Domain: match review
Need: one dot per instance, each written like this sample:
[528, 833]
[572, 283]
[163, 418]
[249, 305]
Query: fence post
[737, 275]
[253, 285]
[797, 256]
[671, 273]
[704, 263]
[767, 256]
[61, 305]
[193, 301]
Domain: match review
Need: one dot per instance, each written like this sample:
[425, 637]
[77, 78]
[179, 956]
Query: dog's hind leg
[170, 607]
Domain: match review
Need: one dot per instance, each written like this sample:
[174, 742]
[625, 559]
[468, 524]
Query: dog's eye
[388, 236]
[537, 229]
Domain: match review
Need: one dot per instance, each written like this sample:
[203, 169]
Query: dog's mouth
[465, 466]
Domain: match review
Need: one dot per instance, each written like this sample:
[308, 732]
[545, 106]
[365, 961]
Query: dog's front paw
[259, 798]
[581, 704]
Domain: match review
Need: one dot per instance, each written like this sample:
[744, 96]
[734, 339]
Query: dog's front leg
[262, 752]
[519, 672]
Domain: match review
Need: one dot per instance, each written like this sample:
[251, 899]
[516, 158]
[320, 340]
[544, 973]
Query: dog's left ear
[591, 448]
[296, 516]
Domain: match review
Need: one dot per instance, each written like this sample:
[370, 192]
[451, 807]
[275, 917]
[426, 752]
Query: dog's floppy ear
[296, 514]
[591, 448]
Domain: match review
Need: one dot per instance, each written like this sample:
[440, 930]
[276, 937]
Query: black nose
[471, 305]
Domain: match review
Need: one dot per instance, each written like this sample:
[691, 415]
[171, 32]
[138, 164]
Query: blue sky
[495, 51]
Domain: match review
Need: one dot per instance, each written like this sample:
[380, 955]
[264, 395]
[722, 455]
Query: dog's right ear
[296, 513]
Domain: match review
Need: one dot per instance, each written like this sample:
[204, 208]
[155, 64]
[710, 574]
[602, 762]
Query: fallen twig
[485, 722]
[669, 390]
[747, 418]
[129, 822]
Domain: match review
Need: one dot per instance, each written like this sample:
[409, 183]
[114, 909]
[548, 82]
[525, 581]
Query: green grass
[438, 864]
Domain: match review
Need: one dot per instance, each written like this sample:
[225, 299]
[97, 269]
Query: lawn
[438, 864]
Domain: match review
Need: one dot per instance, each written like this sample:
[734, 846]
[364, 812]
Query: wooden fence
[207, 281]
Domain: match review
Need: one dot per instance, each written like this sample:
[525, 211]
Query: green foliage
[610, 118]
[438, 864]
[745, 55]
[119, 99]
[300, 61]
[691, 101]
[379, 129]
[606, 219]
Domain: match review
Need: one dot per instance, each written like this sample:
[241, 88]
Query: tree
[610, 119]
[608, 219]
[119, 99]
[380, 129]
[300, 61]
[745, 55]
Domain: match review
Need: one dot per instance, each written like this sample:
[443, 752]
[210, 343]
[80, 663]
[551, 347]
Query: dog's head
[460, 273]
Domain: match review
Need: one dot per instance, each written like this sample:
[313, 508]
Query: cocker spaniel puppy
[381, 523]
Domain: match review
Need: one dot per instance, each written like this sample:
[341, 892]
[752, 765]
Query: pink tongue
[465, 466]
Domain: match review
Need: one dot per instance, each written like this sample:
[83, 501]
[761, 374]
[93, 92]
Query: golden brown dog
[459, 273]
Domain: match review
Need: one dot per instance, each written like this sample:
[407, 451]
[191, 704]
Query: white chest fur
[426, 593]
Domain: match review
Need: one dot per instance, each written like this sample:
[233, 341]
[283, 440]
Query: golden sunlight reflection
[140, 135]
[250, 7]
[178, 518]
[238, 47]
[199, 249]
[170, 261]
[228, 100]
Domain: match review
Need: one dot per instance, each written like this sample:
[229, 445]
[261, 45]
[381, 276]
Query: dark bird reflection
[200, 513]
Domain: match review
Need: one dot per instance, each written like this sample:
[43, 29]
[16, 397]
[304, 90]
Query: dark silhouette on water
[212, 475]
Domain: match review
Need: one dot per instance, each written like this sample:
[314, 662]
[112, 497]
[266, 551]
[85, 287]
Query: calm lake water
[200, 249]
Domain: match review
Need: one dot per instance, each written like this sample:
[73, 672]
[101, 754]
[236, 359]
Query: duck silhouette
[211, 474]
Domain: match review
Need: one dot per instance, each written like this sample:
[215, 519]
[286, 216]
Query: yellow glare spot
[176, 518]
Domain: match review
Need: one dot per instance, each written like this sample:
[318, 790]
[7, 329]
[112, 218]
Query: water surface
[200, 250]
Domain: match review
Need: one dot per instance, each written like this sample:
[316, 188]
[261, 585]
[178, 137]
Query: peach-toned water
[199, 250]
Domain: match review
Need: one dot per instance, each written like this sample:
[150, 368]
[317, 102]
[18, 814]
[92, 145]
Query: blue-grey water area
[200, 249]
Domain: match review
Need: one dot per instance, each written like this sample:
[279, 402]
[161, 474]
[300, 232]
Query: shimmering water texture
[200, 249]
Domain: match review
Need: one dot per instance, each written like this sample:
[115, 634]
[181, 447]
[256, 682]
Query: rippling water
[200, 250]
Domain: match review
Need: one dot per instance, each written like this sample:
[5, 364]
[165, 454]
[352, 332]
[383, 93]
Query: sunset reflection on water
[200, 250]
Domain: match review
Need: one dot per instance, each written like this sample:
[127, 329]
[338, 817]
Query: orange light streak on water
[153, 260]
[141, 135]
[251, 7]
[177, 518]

> [REQUIREMENTS]: Print the material above once more, exactly.

> [EXERCISE ANSWER]:
Domain: match review
Need: one dot per instance, each written like this sample:
[528, 833]
[572, 283]
[163, 418]
[249, 305]
Query: fence post
[737, 275]
[253, 285]
[797, 256]
[671, 273]
[704, 263]
[767, 256]
[61, 305]
[193, 301]
Domain: match review
Need: one dot per instance, each written like this sample:
[425, 637]
[77, 78]
[179, 956]
Query: dog's hind leg
[170, 607]
Domain: match review
Need: one dot per instance, each written like this sample:
[174, 742]
[625, 559]
[468, 524]
Query: dog's eye
[388, 236]
[537, 229]
Domain: match review
Need: one dot per instance, each written like this sample:
[203, 169]
Query: dog's mouth
[465, 466]
Domain: match review
Need: one dot per instance, each written like this sample:
[308, 732]
[545, 106]
[365, 961]
Query: dog's front paw
[259, 798]
[581, 704]
Domain: match review
Need: one dot per instance, each written like this sample:
[744, 96]
[734, 339]
Query: dog's front leg
[262, 752]
[519, 672]
Domain: match review
Need: one dot per instance, each written like this sample:
[251, 899]
[516, 158]
[320, 340]
[544, 973]
Query: dog's left ear
[591, 448]
[296, 516]
Domain: match review
Need: one dot per instance, each written like this sample:
[370, 192]
[451, 807]
[275, 917]
[426, 752]
Query: dog's floppy ear
[296, 514]
[591, 448]
Domain: match review
Need: one dot per instance, each written like this sample:
[440, 930]
[276, 937]
Query: black nose
[471, 305]
Domain: match review
Need: one dot per instance, each written like this sample:
[691, 415]
[171, 32]
[138, 164]
Query: blue sky
[495, 51]
Domain: match review
Need: one dot per instance, each written like this sample:
[380, 955]
[264, 395]
[722, 455]
Query: dog's right ear
[296, 513]
Domain: match review
Need: one dot per instance, each written like this sample:
[204, 208]
[155, 64]
[710, 574]
[602, 762]
Query: fallen twig
[485, 722]
[669, 390]
[747, 418]
[129, 822]
Domain: match review
Need: one dot per instance, each written like this sample:
[409, 183]
[114, 909]
[548, 82]
[525, 581]
Query: green grass
[438, 864]
Domain: match review
Need: one dot per instance, each written like this sample:
[225, 299]
[97, 269]
Query: lawn
[438, 864]
Domain: match review
Need: one dot per instance, each written like this sample:
[734, 846]
[364, 812]
Query: wooden fence
[207, 281]
Domain: match review
Need: one dot per instance, each written like this sample:
[525, 211]
Query: green foliage
[610, 118]
[438, 864]
[745, 55]
[119, 99]
[300, 61]
[691, 101]
[379, 129]
[606, 219]
Domain: match review
Need: one dot per instance, each written like this sample:
[241, 88]
Query: tree
[610, 119]
[608, 219]
[119, 99]
[380, 129]
[300, 61]
[745, 55]
Domain: match review
Need: one dot per instance, each written like this sample:
[443, 752]
[210, 343]
[80, 663]
[551, 347]
Query: dog's head
[460, 273]
Domain: match review
Need: one dot per instance, each written like this sample:
[313, 508]
Query: cocker spaniel puppy
[381, 523]
Domain: match review
Need: one dot per instance, each written like this sample:
[341, 892]
[752, 765]
Query: pink tongue
[465, 466]
Domain: match review
Need: one dot per instance, each written like this sample:
[83, 501]
[761, 374]
[93, 92]
Query: golden brown dog
[459, 273]
Domain: match review
Need: one dot per instance, each written like this sample:
[407, 451]
[191, 704]
Query: white chest fur
[426, 593]
Domain: match review
Need: one dot per instance, each written like this sample:
[233, 341]
[283, 440]
Query: golden sunlight reflection
[140, 135]
[250, 7]
[178, 518]
[238, 47]
[199, 249]
[170, 261]
[228, 100]
Domain: match review
Need: one dot per instance, each written like this sample:
[229, 445]
[261, 45]
[381, 276]
Query: dark bird reflection
[200, 513]
Domain: match review
Need: one dot per instance, each written like this sample:
[43, 29]
[16, 397]
[304, 90]
Query: dark silhouette on water
[212, 475]
Domain: match review
Need: one dot per instance, each written like this sample:
[314, 662]
[112, 497]
[266, 551]
[85, 287]
Query: calm lake water
[200, 249]
Domain: match review
Need: one dot per instance, each written like this sample:
[73, 672]
[101, 754]
[236, 359]
Query: duck silhouette
[211, 474]
Domain: match review
Need: one dot per instance, each written like this sample:
[215, 519]
[286, 216]
Query: yellow glare spot
[176, 518]
Domain: match review
Need: one dot per instance, each written like this sample:
[318, 790]
[7, 329]
[112, 218]
Query: water surface
[200, 250]
Domain: match review
Need: one dot per instance, each written like this sample:
[316, 188]
[261, 585]
[178, 137]
Query: peach-toned water
[199, 250]
Domain: match review
Need: one dot per instance, each written like this sample:
[150, 368]
[317, 102]
[18, 814]
[92, 145]
Query: blue-grey water area
[200, 249]
Domain: match review
Need: one dot per instance, each written like this sample:
[279, 402]
[161, 474]
[300, 232]
Query: shimmering water texture
[200, 249]
Domain: match review
Need: one dot per instance, each written like this sample:
[115, 634]
[181, 447]
[256, 682]
Query: rippling water
[200, 250]
Domain: match review
Need: one dot per instance, each written like this sample:
[5, 364]
[165, 454]
[352, 332]
[383, 93]
Query: sunset reflection on water
[200, 250]
Domain: match review
Need: one dot per instance, each written like this sample:
[127, 329]
[338, 817]
Query: orange light streak on water
[153, 260]
[141, 135]
[251, 7]
[177, 518]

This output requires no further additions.